INDIANA – One of the hardest things for a parent is to see their child struggle and not have the power to “fix” it. We all want happy, healthy children. To achieve that, however, we must allow kids to experience and understand a whole range of emotions.

When children learn that all emotions are acceptable and a normal part of human life, they can begin to cope with them in healthy, positive ways. This helps them build empathy, resilience, and more positive self-esteem. When we talk openly with children about their emotions, we also teach them that we are a supportive, safe space, regardless of what they are experiencing.
Here are some simple ways to support your child’s emotion identification skills:
- Talk about emotions daily. Make it a habit to check in with your child about how they are feeling, and then really listen to what they have to say. Please don’t rush to resolve or soothe their feelings. Be a safe support before you offer solutions.
- Recognize your child’s emotions and respond with compassion. Again, it is easy to offer reassurance, but this may come off as dismissive to your child. If they tell you they are scared and you respond with, “There’s nothing to be scared of,” you are not hearing them as they express their emotions. One of the easiest ways to respond with compassion is by repeating your child’s emotion back to them. “I can see you are feeling sad. Do you want to talk about it?”
- Model, model, model. The best thing we can do as parents is to demonstrate healthy ways to respond to emotions. Kids learn by observing the world around them. When we continually show our children that complex emotions can be handled positively, they will follow suit.
- Help your child develop a range of coping tools for difficult emotions. There is no “one-size-fits-all” solution for emotional regulation. If deep breaths work for one person, they may not work for the next. Some skills can be used at home but not in a classroom. Brainstorm several different strategies for your child to have available.

= Dataset records =
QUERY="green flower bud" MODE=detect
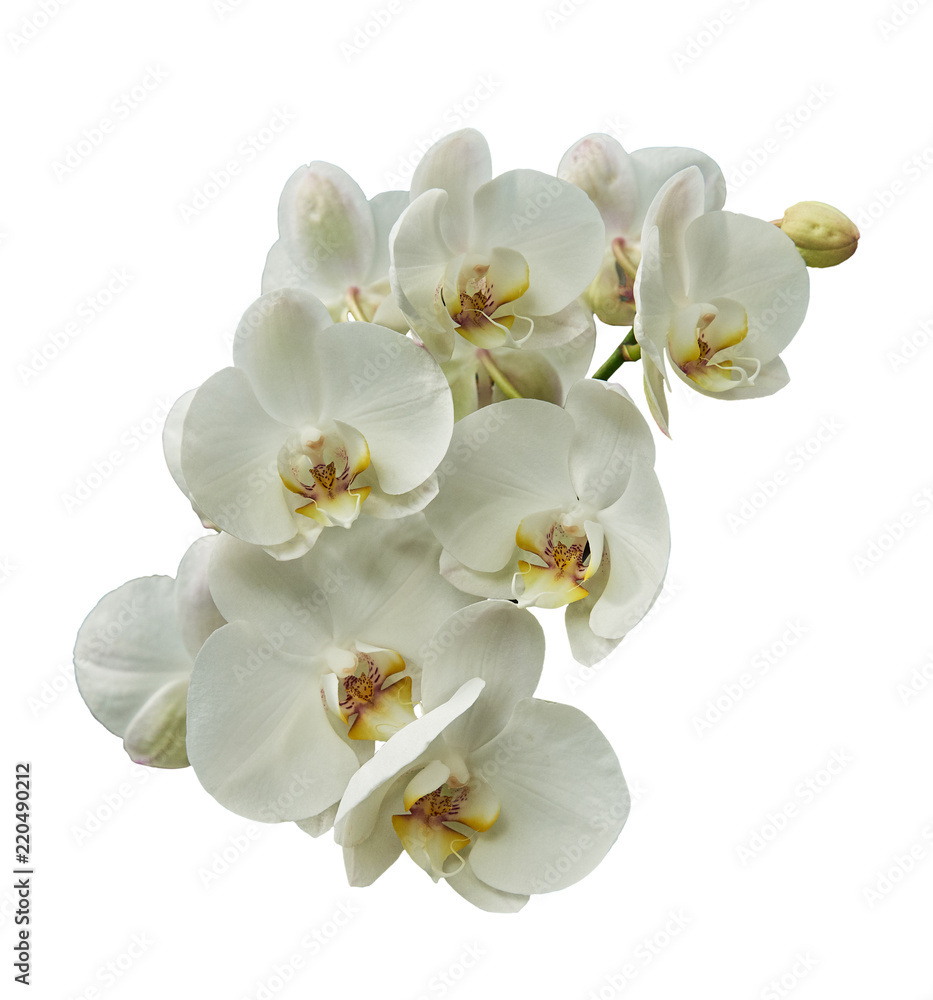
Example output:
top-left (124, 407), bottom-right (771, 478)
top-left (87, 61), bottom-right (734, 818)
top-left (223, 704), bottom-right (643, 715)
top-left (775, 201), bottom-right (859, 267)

= Objective =
Name every way the text on children's emotions offers for supporting a child's emotion identification skills, giving each as the sentence that begins it. The lines come from a different source than the text on children's emotions.

= Answer for this exercise =
- Talk about emotions daily.
- Recognize your child's emotions and respond with compassion.
- Model, model, model.
- Help your child develop a range of coping tools for difficult emotions.